(EXTRACTED RECORDS)

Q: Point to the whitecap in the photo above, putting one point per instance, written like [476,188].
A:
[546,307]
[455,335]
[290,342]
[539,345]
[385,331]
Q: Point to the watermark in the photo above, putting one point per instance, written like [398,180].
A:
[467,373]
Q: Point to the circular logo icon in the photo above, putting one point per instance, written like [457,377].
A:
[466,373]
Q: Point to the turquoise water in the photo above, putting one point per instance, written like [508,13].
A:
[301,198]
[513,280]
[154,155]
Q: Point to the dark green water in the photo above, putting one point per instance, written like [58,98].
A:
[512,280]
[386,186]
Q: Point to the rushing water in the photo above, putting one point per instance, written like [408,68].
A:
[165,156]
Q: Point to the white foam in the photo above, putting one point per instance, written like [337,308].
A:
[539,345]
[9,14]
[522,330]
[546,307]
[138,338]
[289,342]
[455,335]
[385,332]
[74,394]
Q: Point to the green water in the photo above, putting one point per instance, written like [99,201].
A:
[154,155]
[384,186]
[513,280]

(End EXTRACTED RECORDS)
(EXTRACTED RECORDS)

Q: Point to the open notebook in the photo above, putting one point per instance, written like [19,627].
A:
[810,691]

(End EXTRACTED RECORDS)
(EXTRACTED RECORDS)

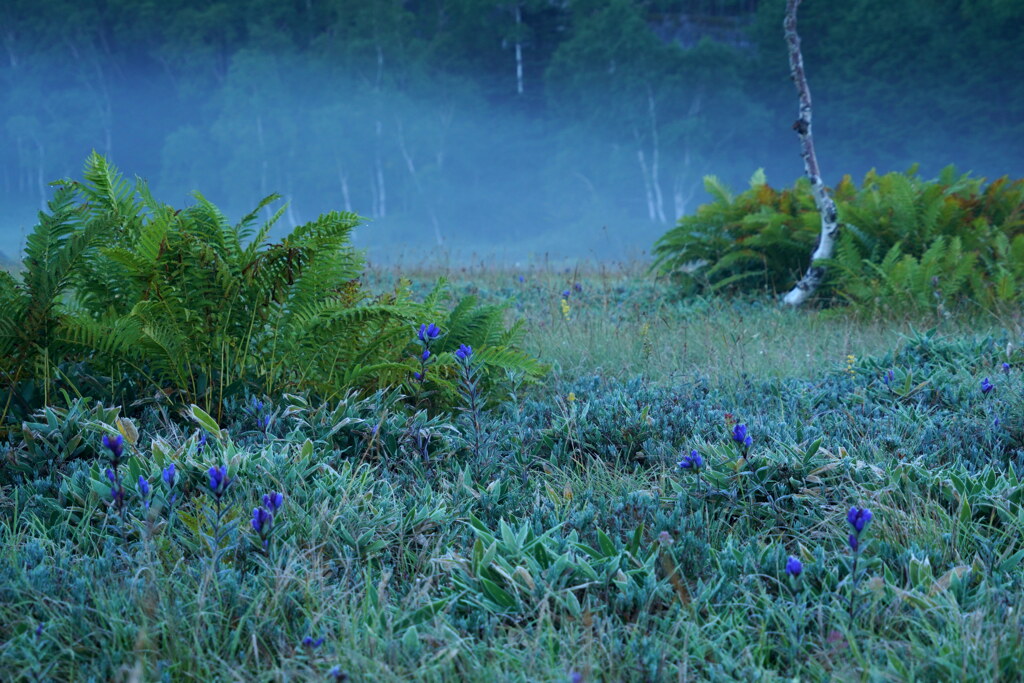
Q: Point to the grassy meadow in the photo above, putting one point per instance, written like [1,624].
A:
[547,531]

(End EXTRACTED RECORDS)

EXERCISE DETAILS: Throughout the material above, find lines holding the word "green", then copy them.

ANSWER TO THIS PROBLEM:
Q: Point to the dark green water in the photo above, putting one point per instance, written like [58,98].
Q: Point to the green water in the photo above, putting one point per instance, written like [99,201].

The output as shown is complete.